Em seu texto, Abbon não faz nenhuma referência a eventuais reações dos fiéis diante do suposto fim dos tempos. Para ele, aquele era um problema técnico relacionado a uma interpretação teologicamente correta do Livro do Apocalipse (capítulo 20, versículos 7 e 8).
      O Libellus de Antechristo, de Adson de Montier-em-Der, é uma resposta a uma consulta feita pela rainha carolíngia Gerberga, que ouviu fala do fim dos tempos na época em que o poder de sua dinastia era ameaçado pela revolta de Hugo Capeto na França. Adson deu uma resposta otimista e muito política. Segundo ele, os reis francos manteriam o Império Romano até que um deles, no fim dos tempos, em um futuro muito distante, deporia sua coroa no monte das Oliveiras, provocando assim a volta do Cristo. Enquanto existisse um rei franco ou um imperador, o mundo sobreviveria. Assim, o texto dificilmente poderia ser considerado uma prova dos terrores do ano 1000.

::::

## Detalhes do problema
Reescreva o trecho sobre os terrores do ano 1000 começando em "Em seu texto, Abbon" e seguindo até "versículos 7 e 8).", trocando "fiéis" por "crentes".

## Dados fornecidos
::::

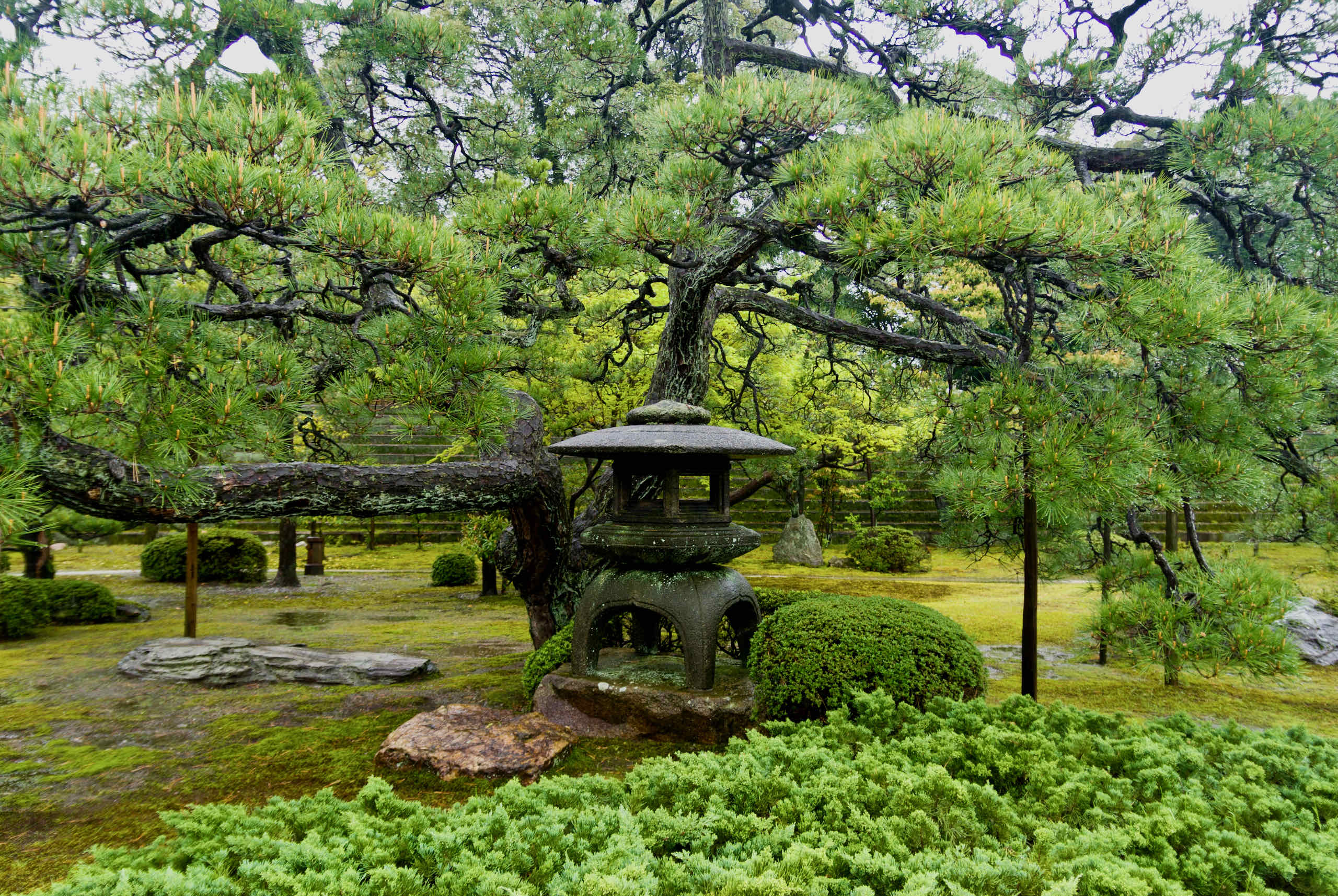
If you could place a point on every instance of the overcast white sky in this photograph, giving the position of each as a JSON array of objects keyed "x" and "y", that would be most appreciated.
[{"x": 1170, "y": 94}]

::::

## Resultado do exercício
Em seu texto, Abbon não faz nenhuma referência a eventuais reações dos crentes diante do suposto fim dos tempos. Para ele, aquele era um problema técnico relacionado a uma interpretação teologicamente correta do Livro do Apocalipse (capítulo 20, versículos 7 e 8).